* _What to work on_:
1. In the article on physician implicit bias, what do studies show about how much time doctors spend with patients whose race or ethnic background differs from their own?
2. Continue the article on physician implicit bias, starting after its last sentence.

* _Extract to read_:
Are you really getting the quality care you need? – Physician Implicit Bias

By: Christine Saleeb

We would be quite oblivious if we think that stereotypes and biases do not currently shape our mindsets—even subconsciously. Canada, fortunately, has a healthcare system where all people despite their race, gender, age, religion, geographic location or sexual orientation, have an opportunity to receive equal access to health care in order to lead healthy lives [1]. Contrarily, health inequity refers to poor treatment that lacks in this equal opportunity, including the miscommunication that occurs between patients and their doctor and therefore results in treatment disparities [2,3]. Though people don’t realize it, there is an implicit bias that exists when a doctor speaks to a patient, especially of minority descent. The society we live in creates negative stereotypes against outgroups (those people outside one’s usual social circle) and naturally shapes the subconscious view in the doctor’s mind without their conscious awareness [3]. Studies have shown that on average, doctors spend less time with patients of different race, ethnic background than their own [2,3]. This experience may affect the way the doctors interact with the patients and may make them less likely to prescribe certain treatments [3]. This may leave the patient feeling helpless and like the doctor does not care for them, which in turn, affects the beliefs they may have about the healthcare system. This results in patients only seeking care when necessary, which may lead to a plethora of health complications. Being aware of this implicit bias is the first step towards reducing its effects. [2].

* _Material supplied_:

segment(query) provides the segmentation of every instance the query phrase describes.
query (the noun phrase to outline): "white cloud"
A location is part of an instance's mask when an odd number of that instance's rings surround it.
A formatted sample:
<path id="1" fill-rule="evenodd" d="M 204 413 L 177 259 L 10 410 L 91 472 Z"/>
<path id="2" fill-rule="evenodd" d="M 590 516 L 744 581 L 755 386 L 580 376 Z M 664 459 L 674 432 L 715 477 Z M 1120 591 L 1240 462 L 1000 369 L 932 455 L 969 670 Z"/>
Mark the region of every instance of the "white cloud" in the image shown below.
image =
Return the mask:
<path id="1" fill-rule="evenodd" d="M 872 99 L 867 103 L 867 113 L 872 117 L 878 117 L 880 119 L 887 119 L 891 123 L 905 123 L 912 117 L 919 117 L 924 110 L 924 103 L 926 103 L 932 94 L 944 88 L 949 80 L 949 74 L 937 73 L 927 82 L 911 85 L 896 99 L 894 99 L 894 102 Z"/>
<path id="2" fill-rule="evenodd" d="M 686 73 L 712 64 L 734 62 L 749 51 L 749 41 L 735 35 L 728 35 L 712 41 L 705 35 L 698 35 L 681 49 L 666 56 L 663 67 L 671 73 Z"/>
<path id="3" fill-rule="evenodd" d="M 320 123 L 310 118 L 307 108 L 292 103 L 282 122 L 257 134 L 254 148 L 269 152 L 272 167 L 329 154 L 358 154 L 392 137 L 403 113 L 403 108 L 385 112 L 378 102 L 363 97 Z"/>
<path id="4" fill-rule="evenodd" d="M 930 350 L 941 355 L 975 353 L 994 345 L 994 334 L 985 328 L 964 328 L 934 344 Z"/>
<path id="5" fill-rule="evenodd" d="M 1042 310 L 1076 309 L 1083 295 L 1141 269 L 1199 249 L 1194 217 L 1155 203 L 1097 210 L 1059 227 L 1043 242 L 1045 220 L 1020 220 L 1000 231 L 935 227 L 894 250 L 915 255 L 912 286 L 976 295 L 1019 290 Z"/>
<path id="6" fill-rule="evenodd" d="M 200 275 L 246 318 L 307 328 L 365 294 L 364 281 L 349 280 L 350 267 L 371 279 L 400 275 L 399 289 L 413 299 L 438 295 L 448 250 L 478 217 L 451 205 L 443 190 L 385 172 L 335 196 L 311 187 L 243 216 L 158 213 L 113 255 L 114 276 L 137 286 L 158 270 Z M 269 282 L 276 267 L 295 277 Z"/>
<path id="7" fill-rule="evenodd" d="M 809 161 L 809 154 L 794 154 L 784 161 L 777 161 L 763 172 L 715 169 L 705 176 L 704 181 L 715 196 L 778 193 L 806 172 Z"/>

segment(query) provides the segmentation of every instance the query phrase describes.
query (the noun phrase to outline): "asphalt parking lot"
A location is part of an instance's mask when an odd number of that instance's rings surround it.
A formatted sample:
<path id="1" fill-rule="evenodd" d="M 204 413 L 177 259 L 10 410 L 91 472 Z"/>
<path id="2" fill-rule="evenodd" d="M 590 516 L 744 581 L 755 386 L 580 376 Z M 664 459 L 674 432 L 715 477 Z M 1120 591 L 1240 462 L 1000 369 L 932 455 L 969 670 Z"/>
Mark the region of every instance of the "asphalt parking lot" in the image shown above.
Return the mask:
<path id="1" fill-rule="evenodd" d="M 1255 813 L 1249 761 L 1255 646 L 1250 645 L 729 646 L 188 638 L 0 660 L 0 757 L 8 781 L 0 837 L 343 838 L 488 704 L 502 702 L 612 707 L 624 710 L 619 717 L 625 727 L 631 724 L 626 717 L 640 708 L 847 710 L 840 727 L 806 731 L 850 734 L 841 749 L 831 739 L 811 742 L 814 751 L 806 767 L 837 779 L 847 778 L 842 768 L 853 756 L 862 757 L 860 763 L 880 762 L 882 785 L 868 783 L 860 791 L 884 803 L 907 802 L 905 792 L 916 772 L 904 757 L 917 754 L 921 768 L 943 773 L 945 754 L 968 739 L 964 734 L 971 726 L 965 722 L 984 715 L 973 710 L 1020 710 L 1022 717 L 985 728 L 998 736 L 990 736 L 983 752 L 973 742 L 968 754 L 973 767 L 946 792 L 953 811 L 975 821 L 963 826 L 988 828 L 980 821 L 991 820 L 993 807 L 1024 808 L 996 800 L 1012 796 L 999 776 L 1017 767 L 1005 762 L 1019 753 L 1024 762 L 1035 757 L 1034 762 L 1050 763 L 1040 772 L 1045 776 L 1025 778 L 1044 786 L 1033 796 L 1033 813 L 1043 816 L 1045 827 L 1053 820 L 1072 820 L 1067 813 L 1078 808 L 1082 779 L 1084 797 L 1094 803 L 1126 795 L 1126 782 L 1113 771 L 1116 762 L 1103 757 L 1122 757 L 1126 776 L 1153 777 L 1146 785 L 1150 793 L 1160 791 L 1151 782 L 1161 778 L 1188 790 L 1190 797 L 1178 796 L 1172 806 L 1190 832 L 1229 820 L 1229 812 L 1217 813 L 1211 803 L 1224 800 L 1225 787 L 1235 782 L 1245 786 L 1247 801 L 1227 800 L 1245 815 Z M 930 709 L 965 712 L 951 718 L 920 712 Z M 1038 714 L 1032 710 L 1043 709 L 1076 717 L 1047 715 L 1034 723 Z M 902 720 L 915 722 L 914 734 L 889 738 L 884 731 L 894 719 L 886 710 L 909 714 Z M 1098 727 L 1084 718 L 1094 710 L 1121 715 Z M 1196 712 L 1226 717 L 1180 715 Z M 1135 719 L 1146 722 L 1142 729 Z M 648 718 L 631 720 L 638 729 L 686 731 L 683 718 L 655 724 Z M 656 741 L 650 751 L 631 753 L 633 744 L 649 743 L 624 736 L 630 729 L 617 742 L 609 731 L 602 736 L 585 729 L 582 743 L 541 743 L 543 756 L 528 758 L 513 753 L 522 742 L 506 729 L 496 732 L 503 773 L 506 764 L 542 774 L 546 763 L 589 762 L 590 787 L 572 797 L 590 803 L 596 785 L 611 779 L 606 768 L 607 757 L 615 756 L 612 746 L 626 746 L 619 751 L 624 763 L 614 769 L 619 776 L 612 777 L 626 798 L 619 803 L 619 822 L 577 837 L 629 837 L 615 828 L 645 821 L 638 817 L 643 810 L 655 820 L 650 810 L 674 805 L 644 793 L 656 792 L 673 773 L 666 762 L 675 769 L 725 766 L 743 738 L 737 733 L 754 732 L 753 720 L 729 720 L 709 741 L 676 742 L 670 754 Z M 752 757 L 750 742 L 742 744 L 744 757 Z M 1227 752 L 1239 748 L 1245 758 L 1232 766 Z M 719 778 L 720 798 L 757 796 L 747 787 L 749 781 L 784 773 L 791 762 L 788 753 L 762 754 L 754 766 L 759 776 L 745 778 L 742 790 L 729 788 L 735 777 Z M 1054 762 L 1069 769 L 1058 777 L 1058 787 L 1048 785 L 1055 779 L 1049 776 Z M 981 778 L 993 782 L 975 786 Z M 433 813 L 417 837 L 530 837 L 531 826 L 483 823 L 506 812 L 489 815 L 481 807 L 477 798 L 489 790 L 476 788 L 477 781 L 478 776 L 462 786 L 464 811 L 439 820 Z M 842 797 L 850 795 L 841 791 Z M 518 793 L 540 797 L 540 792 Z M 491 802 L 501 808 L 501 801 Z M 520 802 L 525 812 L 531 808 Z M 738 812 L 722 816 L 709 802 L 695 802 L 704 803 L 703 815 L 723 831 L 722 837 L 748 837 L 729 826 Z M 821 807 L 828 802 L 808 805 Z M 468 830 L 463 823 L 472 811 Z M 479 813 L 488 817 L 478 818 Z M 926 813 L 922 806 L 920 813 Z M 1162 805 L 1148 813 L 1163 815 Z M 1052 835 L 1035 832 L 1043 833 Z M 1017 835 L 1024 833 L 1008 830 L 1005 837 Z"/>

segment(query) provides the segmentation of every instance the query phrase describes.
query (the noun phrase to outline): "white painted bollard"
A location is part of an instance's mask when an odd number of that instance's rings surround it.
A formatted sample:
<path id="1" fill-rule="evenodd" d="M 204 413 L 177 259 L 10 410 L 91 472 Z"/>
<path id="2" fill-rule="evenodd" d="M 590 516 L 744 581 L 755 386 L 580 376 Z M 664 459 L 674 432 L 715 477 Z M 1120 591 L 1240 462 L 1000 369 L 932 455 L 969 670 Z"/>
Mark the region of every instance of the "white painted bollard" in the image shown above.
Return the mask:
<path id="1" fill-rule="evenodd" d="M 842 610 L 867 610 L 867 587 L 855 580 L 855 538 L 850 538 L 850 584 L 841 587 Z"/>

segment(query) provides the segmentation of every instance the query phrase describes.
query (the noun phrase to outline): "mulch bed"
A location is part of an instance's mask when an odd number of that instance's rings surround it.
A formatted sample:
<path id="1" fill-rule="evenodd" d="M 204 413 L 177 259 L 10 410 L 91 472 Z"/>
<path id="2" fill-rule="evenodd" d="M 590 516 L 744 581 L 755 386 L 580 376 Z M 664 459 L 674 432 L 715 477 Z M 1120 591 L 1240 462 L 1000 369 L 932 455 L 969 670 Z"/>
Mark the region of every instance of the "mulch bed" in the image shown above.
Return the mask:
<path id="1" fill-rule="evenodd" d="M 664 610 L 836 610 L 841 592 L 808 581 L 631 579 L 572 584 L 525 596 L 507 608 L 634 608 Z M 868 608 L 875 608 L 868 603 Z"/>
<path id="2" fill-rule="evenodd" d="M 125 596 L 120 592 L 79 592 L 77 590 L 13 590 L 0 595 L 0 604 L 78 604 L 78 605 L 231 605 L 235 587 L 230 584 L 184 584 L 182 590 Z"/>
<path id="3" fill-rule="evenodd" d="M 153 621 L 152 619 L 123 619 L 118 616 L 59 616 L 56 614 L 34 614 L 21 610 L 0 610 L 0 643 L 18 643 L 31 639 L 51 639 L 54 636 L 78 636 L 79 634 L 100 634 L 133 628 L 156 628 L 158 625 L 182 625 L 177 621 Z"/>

* _Results of the tasks_:
1. On average, doctors spend less time with those patients.

2.
[1] Roos, N. P., & Mustard, C. A. (1997). Variation in health and health care use by socioeconomic status in Winnipeg, Canada: does the system work well? Yes and no. Milbank Quarterly, 75(1), 89-111.

[2] White, K., Haas, J. S., & Williams, D. R. (2012). Elucidating the role of place in health care disparities: the example of racial/ethnic residential segregation. Health services research, 47(3pt2), 1278-1299.

[3]Green, A.R., Carney, D.R., Pallin, D.J., Ngo, L.H., Raymond, K.L., Iezzoni, L.I., &Banaji, M.R. (2007). Implicit bias among physicians and its prediction of thrombolysis decisions for black and white patients. Journal of General Internal Medicine, 22(9),1231-1238.